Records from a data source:
◆ ◆ ◆ ◆

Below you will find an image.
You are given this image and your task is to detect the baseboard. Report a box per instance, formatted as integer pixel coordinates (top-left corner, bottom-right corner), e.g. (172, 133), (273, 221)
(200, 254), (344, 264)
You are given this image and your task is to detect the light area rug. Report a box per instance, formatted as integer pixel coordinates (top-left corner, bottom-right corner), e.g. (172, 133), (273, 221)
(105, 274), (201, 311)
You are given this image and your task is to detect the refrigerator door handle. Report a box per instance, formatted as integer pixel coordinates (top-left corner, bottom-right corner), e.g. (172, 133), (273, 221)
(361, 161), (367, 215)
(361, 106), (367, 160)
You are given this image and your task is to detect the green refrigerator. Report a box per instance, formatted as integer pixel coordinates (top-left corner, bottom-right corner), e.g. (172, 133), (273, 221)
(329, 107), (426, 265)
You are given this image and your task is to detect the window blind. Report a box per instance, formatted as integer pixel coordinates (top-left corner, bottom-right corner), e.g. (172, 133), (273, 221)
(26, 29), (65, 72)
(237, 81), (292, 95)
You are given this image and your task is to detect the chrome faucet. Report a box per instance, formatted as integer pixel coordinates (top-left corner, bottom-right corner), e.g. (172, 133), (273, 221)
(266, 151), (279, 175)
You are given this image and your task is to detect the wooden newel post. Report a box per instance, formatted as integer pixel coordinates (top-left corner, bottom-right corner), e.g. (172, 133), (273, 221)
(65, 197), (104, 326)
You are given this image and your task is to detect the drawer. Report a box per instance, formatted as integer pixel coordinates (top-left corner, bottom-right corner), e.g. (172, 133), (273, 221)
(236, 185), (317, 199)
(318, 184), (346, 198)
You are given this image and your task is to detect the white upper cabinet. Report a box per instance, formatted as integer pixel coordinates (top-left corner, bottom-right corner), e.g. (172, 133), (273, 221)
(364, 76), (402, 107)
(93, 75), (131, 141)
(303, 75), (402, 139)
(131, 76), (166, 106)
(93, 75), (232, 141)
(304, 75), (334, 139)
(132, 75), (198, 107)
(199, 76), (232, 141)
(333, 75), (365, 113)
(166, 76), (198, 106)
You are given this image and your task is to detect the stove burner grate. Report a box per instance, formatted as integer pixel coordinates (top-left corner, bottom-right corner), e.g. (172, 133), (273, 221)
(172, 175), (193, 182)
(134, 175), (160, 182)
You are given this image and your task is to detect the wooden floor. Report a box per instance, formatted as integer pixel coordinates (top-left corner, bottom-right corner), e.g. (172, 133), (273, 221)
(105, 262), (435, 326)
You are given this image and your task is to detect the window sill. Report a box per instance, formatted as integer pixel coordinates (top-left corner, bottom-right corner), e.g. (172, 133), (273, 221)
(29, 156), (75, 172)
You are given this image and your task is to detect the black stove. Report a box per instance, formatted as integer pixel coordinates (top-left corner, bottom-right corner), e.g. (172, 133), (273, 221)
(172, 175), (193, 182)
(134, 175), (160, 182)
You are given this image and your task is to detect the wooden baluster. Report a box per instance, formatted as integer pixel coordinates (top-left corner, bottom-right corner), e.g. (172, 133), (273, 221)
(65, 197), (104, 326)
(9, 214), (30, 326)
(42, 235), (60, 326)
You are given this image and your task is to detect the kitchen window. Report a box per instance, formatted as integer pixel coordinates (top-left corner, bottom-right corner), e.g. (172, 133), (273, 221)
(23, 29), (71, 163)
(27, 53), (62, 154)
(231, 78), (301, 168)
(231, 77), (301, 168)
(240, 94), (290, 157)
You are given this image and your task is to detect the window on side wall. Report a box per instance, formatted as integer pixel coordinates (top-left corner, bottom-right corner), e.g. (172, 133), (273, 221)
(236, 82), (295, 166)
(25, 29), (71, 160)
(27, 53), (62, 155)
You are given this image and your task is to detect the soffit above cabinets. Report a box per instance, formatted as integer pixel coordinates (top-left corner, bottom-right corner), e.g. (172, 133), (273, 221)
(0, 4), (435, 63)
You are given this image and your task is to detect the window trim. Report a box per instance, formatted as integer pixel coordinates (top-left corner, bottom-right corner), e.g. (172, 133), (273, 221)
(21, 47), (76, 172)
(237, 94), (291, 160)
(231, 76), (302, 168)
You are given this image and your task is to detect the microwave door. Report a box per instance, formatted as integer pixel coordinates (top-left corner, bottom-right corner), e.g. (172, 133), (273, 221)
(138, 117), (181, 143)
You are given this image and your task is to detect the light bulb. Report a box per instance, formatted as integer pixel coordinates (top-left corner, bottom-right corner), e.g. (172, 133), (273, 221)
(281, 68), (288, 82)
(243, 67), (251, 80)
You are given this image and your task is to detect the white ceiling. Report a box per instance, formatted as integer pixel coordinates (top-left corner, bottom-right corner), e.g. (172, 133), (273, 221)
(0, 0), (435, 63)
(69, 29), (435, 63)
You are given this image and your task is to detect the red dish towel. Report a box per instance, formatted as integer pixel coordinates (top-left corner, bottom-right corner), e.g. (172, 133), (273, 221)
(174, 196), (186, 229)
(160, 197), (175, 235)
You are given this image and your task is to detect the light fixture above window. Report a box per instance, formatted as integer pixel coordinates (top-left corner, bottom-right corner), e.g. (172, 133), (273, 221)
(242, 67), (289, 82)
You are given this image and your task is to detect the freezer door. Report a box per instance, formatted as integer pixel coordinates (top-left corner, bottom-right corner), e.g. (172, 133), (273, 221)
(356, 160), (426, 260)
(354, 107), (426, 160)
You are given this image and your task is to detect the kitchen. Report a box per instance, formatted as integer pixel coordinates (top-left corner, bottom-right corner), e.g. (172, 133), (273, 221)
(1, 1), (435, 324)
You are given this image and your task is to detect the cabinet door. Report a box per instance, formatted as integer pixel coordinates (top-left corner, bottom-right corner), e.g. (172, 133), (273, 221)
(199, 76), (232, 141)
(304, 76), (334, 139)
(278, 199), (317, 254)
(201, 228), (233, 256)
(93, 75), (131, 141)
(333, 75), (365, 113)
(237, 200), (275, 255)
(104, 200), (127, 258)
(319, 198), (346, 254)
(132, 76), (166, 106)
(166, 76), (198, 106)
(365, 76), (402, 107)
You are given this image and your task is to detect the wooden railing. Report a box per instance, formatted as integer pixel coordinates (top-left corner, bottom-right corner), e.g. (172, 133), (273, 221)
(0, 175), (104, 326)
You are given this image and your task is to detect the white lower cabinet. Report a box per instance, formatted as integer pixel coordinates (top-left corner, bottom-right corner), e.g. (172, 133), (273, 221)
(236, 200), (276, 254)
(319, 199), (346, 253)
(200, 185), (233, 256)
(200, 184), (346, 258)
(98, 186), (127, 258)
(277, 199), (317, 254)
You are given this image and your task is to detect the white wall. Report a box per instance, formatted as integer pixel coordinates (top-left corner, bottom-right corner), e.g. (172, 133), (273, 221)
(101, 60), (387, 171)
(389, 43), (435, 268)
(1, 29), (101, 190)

◆ ◆ ◆ ◆

GOAL OF THE EXERCISE:
Output the full listing exactly as it stands.

RESPONSE:
Below you will find an image.
You are given this image and your task is to detect the baseboard. Report a box per instance, formatted as integer pixel coordinates (top-left corner, bottom-right corner), e.g. (172, 133), (273, 221)
(200, 254), (344, 264)
You are given this image and your task is to detect the light area rug. Report a box per instance, formatted as integer pixel coordinates (top-left corner, bottom-right corner), e.g. (172, 133), (273, 221)
(105, 274), (201, 311)
You are given this image and your task is to detect the refrigerator door handle. Report a box per instance, formatted as integer pixel coordinates (top-left corner, bottom-right corner), e.g. (172, 133), (273, 221)
(361, 161), (367, 215)
(361, 106), (367, 160)
You are given this image and your task is to detect the green refrigerator. Report a box per instance, formatted as integer pixel coordinates (top-left corner, bottom-right corner), e.g. (172, 133), (273, 221)
(329, 107), (426, 265)
You are given this image and your task is to detect the window blind. Report a box per instance, formatted as integer pixel coordinates (top-left corner, bottom-right corner), e.g. (172, 133), (273, 221)
(26, 29), (65, 72)
(237, 81), (292, 95)
You are given this image and your task is to detect the chrome faucet. Report a box per instance, formatted as integer pixel coordinates (top-left corner, bottom-right corner), e.g. (172, 133), (273, 221)
(266, 151), (279, 175)
You are given this image and your task is to detect the wooden newel post. Report a box per instance, formatted as integer pixel coordinates (top-left corner, bottom-right corner), e.g. (172, 133), (273, 221)
(65, 197), (104, 326)
You are given this image and your task is to detect the drawer. Report a box per instance, formatted as integer pixel coordinates (top-left corner, bottom-right corner), e.g. (172, 133), (273, 221)
(236, 185), (317, 199)
(318, 184), (346, 198)
You are given this image and your task is to detect the white upper cabinet. Report a box per instance, formatted as integer pixel coordinates (top-left corner, bottom-right corner), e.g. (172, 133), (273, 221)
(364, 76), (402, 107)
(93, 75), (131, 141)
(303, 75), (402, 139)
(131, 76), (166, 106)
(93, 75), (232, 141)
(304, 75), (334, 139)
(132, 75), (198, 107)
(199, 76), (232, 141)
(333, 75), (365, 113)
(166, 76), (198, 106)
You are given this image and your task is to detect the stove burner grate. Report a box per instance, formatted as integer pixel coordinates (top-left corner, bottom-right corner), e.g. (172, 133), (273, 221)
(172, 175), (193, 182)
(134, 175), (160, 182)
You are given this image and your task is to detect the wooden floor. Report a box per instance, formatted as integer pixel coordinates (top-left corner, bottom-right corner), e.g. (172, 133), (273, 221)
(105, 262), (435, 326)
You are given this image and your task is to detect the window sill. Report a box per instance, formatted as integer pixel coordinates (top-left corner, bottom-right corner), e.g. (172, 133), (273, 221)
(29, 156), (75, 172)
You are given this image and your task is to detect the black stove. Report a box per instance, formatted as integer pixel coordinates (top-left corner, bottom-right corner), e.g. (172, 133), (273, 221)
(172, 175), (193, 182)
(134, 175), (160, 182)
You are given this image and your task is to detect the wooden baluster. Report a box per instance, formatted as integer pixel coordinates (top-left corner, bottom-right corner), e.g. (172, 133), (273, 221)
(65, 197), (104, 326)
(9, 214), (30, 326)
(42, 235), (60, 326)
You are given this image and your task is to detect the kitchen window. Report a box per instance, formatted as integer pixel coordinates (top-left corner, bottom-right corner), e.g. (172, 133), (273, 221)
(23, 29), (71, 163)
(27, 53), (62, 154)
(231, 78), (301, 168)
(231, 77), (301, 168)
(240, 94), (290, 157)
You are given this image and your task is to detect the window on side wall. Report a box per instance, formatted as integer pixel coordinates (top-left corner, bottom-right corner), e.g. (172, 133), (273, 221)
(236, 82), (295, 166)
(25, 29), (71, 160)
(27, 53), (62, 155)
You are given this image and your task is to detect the soffit above cabinets. Report a box per instance, formatted as integer pixel coordinates (top-left corner, bottom-right corner), e.g. (172, 133), (273, 221)
(0, 4), (435, 63)
You are given this image and your task is to detect the window trim. Report a box per instance, formatted as integer pixel coordinates (top-left corner, bottom-right corner), e.g. (172, 133), (273, 221)
(21, 47), (76, 172)
(237, 94), (291, 160)
(231, 76), (302, 168)
You are given this image and your task is to detect the microwave door. Report a box per instance, formatted as integer pixel coordinates (top-left corner, bottom-right corner), e.g. (172, 133), (273, 221)
(138, 117), (181, 143)
You are given this image and your task is to detect the light bulb. Report a box per instance, formatted as integer pixel coordinates (top-left corner, bottom-right corner), e.g. (172, 133), (273, 221)
(281, 68), (288, 82)
(243, 67), (251, 80)
You are given this image and your task is to detect the white ceiling. Report a box per instance, formatted as integer pixel coordinates (top-left corner, bottom-right corner), e.g. (172, 133), (273, 221)
(0, 0), (435, 63)
(69, 29), (435, 63)
You are given this image and your task is to detect the red dish towel. Report a box per instance, formatted as integer pixel coordinates (top-left corner, bottom-right corner), e.g. (172, 133), (273, 221)
(174, 196), (186, 229)
(160, 197), (175, 235)
You are given this image and your task is to detect the light fixture above window. Report a box per instance, formatted as integer pixel coordinates (top-left corner, bottom-right corner), e.g. (172, 133), (273, 221)
(242, 67), (289, 82)
You are given this image and your task is to detect the freezer door. Report a box per instance, formatted as integer pixel coordinates (top-left corner, bottom-right corner), e.g. (172, 133), (273, 221)
(356, 160), (426, 260)
(354, 107), (426, 160)
You are given this image and your task is to detect the kitchen. Report a box per instance, formatted as integer pixel coordinates (top-left corner, bottom-right corner), e.g. (172, 133), (273, 221)
(1, 1), (435, 324)
You are given this image and your task is to detect the cabinet door. Report a box per instance, formatted as integer pixel coordinates (top-left corner, bottom-right corner), e.g. (172, 133), (273, 221)
(199, 76), (232, 141)
(304, 76), (334, 139)
(278, 199), (317, 254)
(201, 228), (233, 256)
(93, 75), (131, 141)
(333, 75), (365, 113)
(237, 200), (275, 255)
(104, 200), (127, 258)
(319, 198), (346, 254)
(132, 76), (166, 106)
(166, 76), (198, 106)
(365, 76), (402, 107)
You are given this image and your task is to detect the wooden railing. Report a box per instance, formatted as integer pixel coordinates (top-left corner, bottom-right corner), e.g. (172, 133), (273, 221)
(0, 175), (104, 326)
You are given this image and your task is to detect the white lower cabinet. Report a box per instance, formatted as integer pixel coordinates (top-left corner, bottom-right corner), e.g. (172, 133), (273, 221)
(236, 200), (276, 254)
(319, 199), (346, 253)
(200, 185), (233, 256)
(200, 184), (346, 258)
(98, 186), (127, 258)
(277, 199), (317, 254)
You are given this image and your task is to detect the white wall. Report a box per instance, formatted as integer pixel coordinates (top-left corner, bottom-right corner), e.g. (172, 133), (273, 221)
(101, 60), (387, 171)
(389, 43), (435, 268)
(1, 29), (101, 190)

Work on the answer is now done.